Provided records:

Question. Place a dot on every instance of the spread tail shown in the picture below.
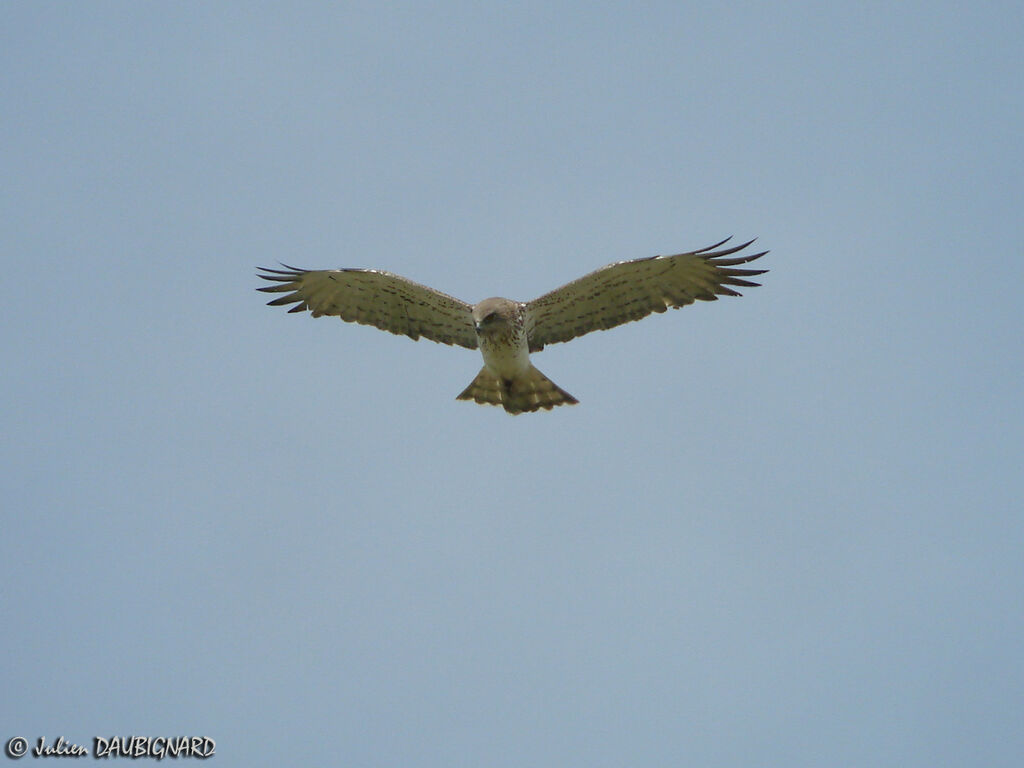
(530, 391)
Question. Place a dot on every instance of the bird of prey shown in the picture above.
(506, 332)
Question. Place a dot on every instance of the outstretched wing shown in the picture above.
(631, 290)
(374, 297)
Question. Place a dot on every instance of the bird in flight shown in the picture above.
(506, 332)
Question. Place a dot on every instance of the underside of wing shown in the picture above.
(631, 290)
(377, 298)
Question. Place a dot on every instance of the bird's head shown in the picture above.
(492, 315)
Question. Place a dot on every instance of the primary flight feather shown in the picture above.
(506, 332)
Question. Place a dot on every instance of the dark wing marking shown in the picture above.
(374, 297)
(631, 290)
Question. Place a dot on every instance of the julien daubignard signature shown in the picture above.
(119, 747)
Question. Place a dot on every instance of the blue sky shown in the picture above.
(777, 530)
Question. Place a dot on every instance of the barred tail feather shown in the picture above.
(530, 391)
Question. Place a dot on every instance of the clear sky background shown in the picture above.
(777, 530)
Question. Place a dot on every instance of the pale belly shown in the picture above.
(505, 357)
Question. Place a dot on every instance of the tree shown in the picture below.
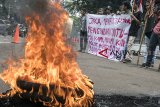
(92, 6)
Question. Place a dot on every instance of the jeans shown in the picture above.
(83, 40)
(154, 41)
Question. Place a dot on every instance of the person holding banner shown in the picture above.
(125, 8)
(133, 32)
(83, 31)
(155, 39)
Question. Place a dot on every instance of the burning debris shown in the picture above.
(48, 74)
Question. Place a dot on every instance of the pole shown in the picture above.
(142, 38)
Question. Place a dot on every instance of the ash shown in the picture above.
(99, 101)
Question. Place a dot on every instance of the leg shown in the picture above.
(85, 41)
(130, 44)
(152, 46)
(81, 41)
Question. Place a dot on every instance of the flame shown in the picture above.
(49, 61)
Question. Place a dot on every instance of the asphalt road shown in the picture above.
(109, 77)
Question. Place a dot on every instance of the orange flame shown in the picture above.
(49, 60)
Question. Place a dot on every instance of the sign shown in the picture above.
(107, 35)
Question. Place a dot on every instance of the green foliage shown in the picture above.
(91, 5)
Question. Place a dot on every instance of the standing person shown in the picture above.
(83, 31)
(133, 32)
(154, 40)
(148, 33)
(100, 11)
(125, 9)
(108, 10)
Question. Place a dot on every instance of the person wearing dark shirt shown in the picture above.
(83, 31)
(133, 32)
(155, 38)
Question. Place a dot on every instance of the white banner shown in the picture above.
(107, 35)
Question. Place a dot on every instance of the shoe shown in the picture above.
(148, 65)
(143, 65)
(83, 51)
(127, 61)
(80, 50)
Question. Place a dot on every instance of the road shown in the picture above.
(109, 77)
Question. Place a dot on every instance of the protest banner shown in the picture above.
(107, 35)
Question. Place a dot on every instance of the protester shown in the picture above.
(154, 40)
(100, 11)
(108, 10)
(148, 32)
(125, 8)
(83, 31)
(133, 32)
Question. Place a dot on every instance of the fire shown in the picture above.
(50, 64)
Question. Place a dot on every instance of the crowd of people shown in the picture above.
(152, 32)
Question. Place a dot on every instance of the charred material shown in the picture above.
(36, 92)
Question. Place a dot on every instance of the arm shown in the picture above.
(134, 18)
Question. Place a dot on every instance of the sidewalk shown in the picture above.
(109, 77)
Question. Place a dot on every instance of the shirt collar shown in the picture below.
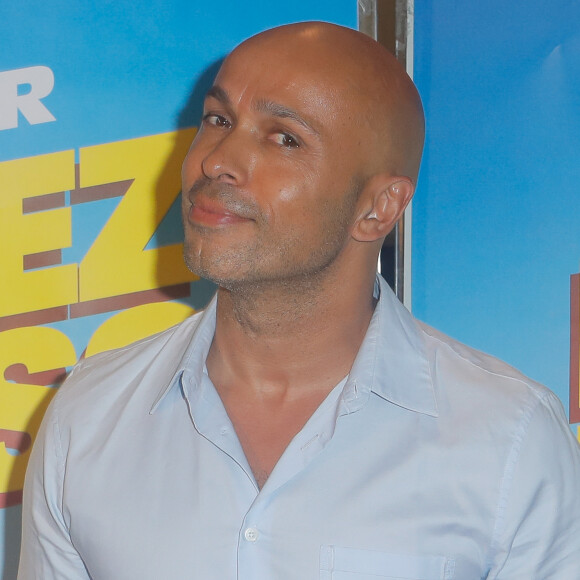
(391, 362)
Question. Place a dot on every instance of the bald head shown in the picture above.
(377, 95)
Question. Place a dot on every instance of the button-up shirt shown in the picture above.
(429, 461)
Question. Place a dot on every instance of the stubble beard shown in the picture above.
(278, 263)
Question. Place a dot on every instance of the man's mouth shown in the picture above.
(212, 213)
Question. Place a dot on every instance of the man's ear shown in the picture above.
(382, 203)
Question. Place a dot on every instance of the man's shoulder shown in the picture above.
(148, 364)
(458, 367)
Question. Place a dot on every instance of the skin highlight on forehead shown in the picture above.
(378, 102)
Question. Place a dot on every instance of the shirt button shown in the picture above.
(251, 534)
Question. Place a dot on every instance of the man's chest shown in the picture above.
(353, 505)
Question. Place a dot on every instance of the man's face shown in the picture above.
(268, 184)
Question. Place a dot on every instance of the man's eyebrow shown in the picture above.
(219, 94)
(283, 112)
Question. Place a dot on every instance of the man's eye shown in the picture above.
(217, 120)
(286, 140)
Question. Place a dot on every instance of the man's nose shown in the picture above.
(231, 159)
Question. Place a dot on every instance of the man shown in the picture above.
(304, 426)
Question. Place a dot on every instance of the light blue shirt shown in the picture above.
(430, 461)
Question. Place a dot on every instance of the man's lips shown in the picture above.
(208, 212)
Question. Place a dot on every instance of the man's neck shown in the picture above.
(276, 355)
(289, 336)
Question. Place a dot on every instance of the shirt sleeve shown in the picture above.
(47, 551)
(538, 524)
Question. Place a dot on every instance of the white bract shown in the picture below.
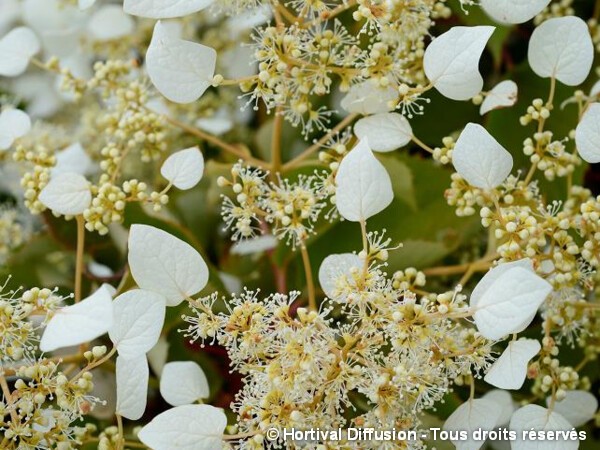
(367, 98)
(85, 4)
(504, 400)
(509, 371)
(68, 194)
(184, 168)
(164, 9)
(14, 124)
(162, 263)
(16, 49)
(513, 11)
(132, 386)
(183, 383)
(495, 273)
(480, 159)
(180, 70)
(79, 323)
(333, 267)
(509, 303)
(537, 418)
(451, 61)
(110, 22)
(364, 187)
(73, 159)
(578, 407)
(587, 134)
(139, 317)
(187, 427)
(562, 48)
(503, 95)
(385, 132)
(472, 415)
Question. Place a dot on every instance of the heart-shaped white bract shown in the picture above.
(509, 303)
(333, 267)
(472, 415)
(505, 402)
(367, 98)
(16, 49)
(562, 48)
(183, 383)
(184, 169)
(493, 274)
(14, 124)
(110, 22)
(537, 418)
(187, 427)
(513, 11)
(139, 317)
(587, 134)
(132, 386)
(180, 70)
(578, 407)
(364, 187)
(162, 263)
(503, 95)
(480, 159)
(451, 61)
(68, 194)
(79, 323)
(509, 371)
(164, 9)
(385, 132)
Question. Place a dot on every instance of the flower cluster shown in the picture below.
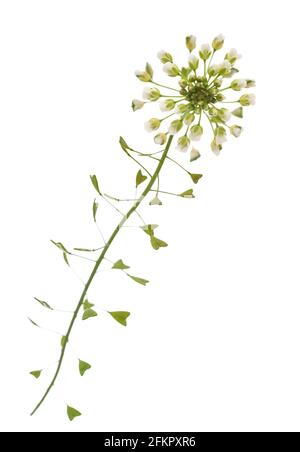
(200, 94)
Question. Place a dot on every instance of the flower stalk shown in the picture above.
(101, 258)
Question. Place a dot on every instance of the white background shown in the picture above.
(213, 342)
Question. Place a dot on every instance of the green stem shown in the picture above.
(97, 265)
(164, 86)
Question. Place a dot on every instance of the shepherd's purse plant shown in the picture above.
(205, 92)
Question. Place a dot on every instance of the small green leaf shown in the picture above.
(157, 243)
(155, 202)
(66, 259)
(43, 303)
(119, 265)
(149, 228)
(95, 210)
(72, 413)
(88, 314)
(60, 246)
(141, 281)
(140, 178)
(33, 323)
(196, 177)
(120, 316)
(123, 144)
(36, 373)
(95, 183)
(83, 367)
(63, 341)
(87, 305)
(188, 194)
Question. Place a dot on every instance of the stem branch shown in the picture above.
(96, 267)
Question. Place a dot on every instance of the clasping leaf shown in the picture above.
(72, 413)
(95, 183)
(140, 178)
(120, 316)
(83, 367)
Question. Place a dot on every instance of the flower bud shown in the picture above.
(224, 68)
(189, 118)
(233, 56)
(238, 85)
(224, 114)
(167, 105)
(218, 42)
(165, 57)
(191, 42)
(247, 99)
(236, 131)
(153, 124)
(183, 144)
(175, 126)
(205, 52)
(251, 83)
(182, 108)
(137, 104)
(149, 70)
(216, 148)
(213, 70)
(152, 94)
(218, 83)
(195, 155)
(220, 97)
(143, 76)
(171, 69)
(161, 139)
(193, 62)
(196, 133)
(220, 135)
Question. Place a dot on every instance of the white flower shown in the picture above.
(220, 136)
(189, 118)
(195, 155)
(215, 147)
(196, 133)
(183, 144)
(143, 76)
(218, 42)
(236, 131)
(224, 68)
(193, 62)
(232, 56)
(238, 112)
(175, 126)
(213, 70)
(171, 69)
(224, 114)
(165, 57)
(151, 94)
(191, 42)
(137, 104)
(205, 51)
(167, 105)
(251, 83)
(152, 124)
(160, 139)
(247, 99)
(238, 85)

==

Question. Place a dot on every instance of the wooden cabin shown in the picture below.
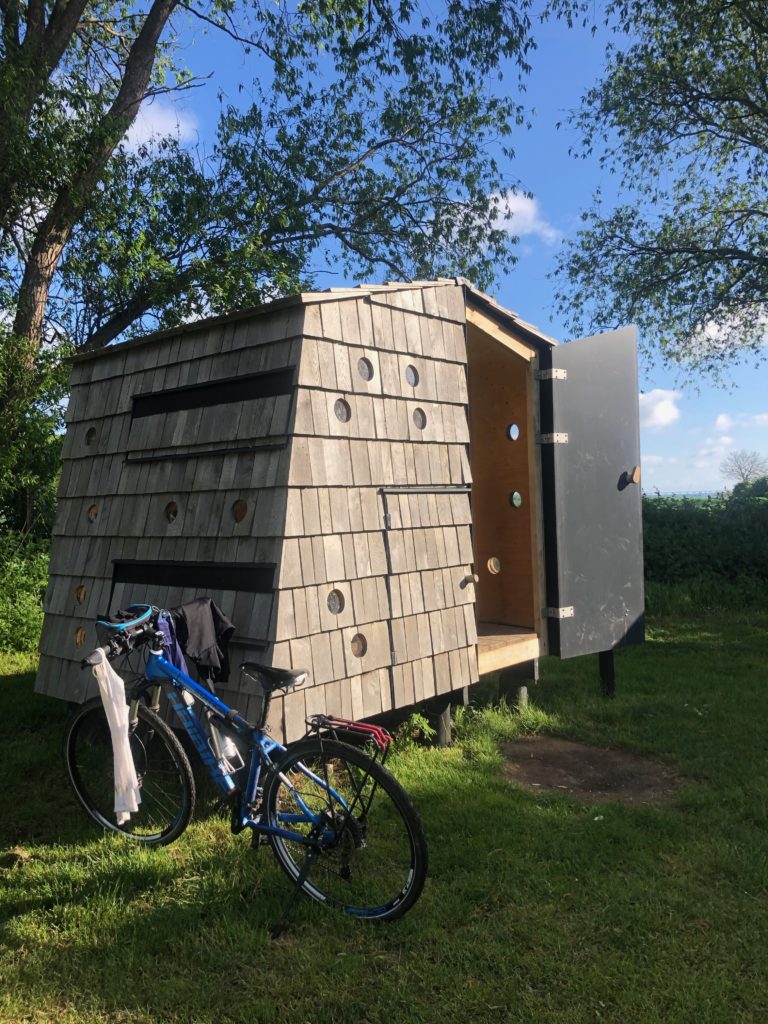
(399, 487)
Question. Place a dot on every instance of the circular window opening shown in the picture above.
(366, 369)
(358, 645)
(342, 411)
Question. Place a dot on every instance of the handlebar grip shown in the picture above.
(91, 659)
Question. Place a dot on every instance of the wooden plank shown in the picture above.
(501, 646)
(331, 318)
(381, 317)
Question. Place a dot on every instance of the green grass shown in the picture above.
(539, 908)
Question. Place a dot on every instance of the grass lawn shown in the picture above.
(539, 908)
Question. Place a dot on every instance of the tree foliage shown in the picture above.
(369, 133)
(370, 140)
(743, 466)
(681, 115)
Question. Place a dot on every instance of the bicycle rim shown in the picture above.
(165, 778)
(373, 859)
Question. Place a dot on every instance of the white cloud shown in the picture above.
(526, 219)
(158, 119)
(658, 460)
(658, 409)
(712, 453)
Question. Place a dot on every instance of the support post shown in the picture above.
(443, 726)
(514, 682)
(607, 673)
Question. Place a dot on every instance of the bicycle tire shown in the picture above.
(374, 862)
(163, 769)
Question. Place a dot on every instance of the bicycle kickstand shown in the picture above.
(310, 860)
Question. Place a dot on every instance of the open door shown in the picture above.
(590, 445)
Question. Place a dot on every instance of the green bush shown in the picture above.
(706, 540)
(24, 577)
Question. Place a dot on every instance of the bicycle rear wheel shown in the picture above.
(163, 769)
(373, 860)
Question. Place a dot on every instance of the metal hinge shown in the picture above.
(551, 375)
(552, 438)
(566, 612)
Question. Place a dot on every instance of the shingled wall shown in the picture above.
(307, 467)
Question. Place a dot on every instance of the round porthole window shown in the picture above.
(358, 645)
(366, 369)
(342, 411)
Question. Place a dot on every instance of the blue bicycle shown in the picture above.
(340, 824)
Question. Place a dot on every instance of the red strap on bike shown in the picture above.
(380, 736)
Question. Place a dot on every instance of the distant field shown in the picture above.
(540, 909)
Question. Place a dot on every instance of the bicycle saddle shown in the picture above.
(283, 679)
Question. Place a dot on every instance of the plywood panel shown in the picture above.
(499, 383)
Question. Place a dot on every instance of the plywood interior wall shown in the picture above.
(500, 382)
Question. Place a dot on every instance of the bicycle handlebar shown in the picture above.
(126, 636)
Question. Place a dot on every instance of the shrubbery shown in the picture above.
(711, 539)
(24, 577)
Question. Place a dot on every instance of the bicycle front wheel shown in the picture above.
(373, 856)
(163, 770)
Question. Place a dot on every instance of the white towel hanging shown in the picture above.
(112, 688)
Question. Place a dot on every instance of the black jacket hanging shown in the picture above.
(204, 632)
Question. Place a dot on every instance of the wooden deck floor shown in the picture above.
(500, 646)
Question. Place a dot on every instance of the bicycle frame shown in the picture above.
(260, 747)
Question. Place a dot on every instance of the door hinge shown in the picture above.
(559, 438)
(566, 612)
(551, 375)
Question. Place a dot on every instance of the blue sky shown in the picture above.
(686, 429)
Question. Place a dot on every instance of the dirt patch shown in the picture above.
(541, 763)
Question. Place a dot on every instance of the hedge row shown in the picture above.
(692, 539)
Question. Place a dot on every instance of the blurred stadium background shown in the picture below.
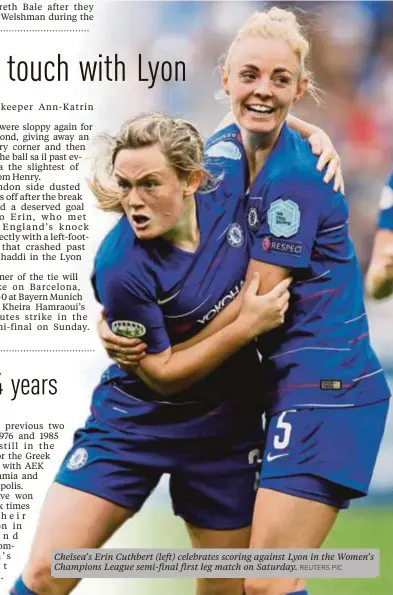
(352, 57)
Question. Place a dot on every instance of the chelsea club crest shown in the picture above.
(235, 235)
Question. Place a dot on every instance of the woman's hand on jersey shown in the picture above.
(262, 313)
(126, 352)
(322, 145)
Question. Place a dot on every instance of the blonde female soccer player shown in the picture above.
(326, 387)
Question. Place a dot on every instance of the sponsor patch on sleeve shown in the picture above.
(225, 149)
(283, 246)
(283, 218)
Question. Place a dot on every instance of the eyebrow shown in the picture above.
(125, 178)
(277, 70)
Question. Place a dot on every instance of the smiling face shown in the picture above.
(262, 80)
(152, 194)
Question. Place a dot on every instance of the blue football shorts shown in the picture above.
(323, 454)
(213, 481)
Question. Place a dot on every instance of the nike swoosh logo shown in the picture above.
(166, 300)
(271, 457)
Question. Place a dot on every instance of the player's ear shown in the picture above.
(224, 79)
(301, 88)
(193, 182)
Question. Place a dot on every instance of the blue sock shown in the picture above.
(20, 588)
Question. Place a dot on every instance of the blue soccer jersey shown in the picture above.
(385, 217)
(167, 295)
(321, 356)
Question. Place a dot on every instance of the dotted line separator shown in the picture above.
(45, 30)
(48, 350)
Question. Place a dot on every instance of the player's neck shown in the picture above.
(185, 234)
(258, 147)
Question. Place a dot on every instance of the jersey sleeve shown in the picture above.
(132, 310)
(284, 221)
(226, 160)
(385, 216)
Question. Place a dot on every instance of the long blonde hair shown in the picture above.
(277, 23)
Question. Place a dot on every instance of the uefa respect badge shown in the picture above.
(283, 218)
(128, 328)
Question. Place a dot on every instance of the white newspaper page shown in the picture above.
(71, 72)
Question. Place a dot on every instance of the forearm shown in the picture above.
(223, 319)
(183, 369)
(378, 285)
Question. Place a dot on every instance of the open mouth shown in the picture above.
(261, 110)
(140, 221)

* * *

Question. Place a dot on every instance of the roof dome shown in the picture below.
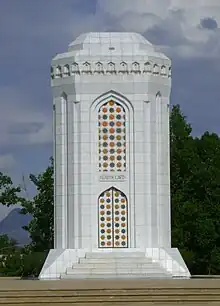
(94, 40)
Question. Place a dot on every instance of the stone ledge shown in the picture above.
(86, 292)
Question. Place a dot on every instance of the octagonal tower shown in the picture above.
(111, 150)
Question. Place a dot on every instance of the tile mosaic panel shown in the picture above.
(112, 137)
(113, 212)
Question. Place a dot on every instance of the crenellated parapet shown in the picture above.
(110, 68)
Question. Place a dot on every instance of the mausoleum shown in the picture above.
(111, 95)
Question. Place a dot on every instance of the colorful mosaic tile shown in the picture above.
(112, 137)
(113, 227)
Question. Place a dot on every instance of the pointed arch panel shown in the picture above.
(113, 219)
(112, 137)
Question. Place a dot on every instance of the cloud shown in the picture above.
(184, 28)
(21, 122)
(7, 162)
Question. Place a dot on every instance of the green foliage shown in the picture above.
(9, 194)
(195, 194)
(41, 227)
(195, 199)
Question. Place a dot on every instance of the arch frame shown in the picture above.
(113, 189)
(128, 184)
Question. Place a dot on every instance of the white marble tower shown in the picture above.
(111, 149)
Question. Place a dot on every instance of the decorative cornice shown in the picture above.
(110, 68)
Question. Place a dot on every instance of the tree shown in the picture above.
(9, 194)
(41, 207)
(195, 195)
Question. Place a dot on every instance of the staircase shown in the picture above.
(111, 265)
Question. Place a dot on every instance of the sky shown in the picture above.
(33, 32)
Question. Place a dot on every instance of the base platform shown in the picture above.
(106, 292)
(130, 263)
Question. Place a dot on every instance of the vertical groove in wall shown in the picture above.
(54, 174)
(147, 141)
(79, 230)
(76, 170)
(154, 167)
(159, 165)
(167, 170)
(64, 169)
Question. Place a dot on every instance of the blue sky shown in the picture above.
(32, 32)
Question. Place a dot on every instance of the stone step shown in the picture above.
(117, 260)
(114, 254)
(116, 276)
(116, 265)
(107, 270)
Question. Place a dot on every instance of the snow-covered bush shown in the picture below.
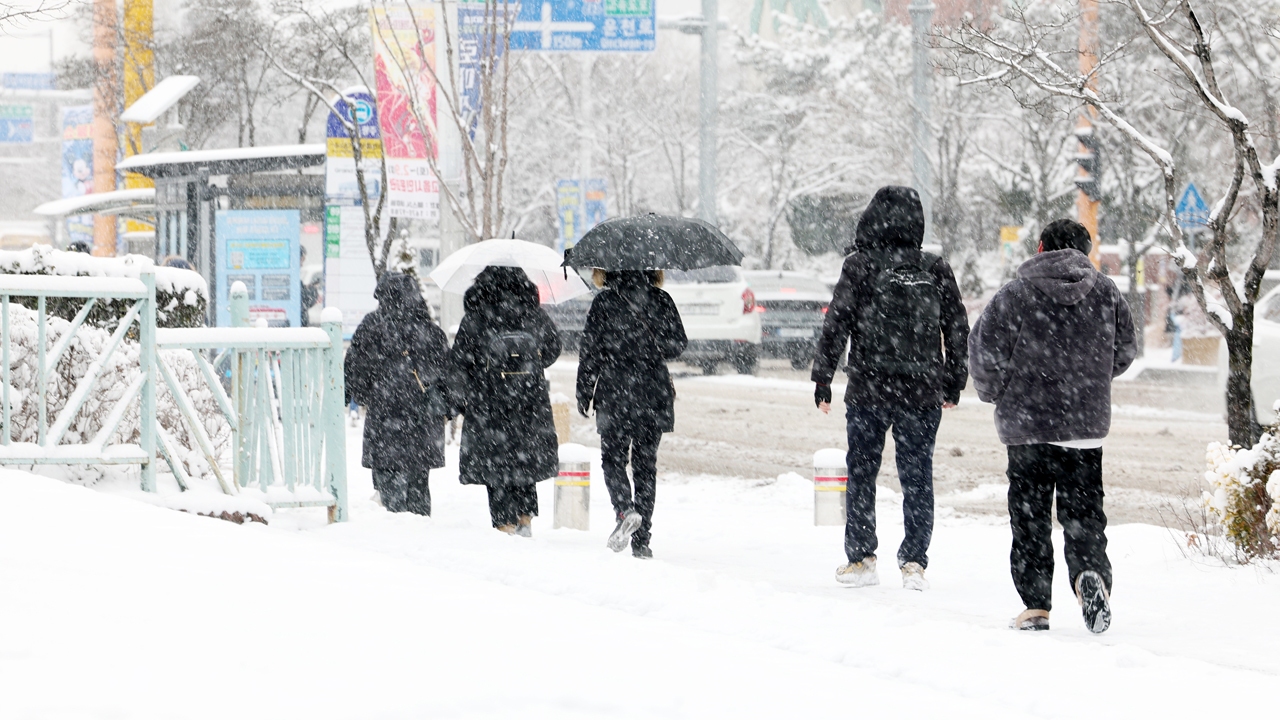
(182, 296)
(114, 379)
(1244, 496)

Given exercise: Pull out and copy every line of the entries above that contains the word "bird", and treat uppercase and lowercase as different.

Complete response:
Question. Place a dot on every instance of the bird of prey shown in the picture above.
Question. Place a dot on every instance of the bird in flight shown in the picture above.
Question. Place a dot on every instance of the bird's head shown in the picture above.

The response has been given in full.